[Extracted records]

· · · · ·

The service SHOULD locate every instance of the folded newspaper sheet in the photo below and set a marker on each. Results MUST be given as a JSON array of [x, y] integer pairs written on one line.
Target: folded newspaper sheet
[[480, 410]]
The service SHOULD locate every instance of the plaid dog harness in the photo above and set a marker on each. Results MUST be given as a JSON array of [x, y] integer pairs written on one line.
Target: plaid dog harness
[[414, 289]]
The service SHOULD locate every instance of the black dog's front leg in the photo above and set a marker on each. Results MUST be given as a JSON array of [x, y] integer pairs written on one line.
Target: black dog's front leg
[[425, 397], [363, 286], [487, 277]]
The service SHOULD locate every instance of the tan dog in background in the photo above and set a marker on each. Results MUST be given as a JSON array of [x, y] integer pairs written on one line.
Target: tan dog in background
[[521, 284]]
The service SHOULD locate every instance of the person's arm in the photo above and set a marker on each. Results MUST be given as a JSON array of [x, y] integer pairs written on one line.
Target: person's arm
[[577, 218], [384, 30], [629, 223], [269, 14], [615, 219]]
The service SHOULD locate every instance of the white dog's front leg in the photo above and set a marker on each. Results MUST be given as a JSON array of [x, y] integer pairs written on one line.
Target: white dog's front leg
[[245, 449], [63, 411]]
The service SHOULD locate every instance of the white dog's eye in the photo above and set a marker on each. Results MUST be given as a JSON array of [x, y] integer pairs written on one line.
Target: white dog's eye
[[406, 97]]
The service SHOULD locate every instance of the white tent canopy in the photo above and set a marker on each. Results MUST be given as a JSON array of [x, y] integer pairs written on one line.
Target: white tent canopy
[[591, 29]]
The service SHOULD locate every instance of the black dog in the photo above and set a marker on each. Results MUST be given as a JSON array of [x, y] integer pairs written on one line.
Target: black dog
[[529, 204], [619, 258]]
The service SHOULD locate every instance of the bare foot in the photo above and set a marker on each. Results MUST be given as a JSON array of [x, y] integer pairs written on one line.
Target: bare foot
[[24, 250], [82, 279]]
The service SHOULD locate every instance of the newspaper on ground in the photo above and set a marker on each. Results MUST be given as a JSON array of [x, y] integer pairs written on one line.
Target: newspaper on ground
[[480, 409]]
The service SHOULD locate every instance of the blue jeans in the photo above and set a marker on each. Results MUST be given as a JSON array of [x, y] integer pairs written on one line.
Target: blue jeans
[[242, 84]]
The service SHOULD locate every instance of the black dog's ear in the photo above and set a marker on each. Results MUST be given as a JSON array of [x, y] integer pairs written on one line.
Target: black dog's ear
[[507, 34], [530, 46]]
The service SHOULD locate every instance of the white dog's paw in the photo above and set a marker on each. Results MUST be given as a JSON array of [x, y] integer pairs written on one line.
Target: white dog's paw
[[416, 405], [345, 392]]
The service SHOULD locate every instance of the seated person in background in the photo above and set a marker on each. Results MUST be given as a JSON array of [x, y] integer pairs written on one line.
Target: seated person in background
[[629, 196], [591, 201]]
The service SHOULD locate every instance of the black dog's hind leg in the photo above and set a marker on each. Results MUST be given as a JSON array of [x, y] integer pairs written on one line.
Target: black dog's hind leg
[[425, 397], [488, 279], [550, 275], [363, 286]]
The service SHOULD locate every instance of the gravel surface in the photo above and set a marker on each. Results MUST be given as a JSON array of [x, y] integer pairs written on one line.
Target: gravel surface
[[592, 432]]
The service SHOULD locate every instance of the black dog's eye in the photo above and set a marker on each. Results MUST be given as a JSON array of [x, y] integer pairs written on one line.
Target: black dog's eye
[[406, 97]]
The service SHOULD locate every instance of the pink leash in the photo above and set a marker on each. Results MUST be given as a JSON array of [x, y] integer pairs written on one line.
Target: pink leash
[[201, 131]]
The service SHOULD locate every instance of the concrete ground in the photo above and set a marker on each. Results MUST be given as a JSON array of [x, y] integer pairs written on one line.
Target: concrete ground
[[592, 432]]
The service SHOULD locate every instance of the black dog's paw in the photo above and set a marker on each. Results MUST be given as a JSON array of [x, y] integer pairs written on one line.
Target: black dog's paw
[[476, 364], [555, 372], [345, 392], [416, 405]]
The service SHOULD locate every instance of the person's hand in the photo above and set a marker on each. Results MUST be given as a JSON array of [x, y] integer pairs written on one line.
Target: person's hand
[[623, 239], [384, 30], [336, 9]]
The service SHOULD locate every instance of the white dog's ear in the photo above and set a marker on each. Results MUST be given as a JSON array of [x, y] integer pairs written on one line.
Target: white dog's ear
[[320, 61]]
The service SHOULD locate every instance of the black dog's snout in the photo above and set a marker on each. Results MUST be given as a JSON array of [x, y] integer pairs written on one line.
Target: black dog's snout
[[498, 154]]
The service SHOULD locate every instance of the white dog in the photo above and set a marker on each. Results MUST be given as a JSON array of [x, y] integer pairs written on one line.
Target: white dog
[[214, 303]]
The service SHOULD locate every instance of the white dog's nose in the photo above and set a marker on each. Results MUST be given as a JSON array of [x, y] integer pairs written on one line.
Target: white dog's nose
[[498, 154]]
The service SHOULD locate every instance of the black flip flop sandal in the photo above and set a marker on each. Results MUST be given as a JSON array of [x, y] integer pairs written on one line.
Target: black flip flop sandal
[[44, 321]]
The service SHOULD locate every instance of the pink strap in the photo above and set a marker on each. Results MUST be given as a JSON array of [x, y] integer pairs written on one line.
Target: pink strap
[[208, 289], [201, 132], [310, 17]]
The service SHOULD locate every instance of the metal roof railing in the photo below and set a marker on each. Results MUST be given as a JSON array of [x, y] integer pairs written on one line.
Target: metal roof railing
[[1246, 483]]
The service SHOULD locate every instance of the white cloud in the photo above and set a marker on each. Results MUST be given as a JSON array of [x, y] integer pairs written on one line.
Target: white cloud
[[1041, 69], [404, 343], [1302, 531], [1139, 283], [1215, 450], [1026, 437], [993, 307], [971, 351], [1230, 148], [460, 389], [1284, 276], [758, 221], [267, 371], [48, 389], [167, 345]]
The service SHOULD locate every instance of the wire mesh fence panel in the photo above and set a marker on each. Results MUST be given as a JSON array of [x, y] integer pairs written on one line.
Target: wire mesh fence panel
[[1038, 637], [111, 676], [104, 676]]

· · · · ·

Given request: Can you write out the material again from the line containing "The service SHOULD locate every instance of the white cloud" through the end of the material, every line included, shifting each x and y coordinate in the answers up by 37?

Right answer:
The service SHOULD locate every instance of the white cloud in the photo above and set a marker on each. Results MUST be given as a JSON array of [x, y] integer pairs written on one line.
Target: white cloud
[[1078, 106], [441, 380], [1339, 568], [1176, 320], [1252, 487], [1063, 474], [1030, 344], [1008, 388], [1267, 185], [497, 426], [1321, 313], [795, 258], [304, 408], [85, 426], [204, 382]]
The service SHOULD locate every instance of the wire mesh fence panel in the photo above and set a marker on each. Results MUST be given as a JSON array of [x, y] integer pairs written on one line.
Target: wire mesh fence panel
[[1075, 674], [148, 713], [141, 713]]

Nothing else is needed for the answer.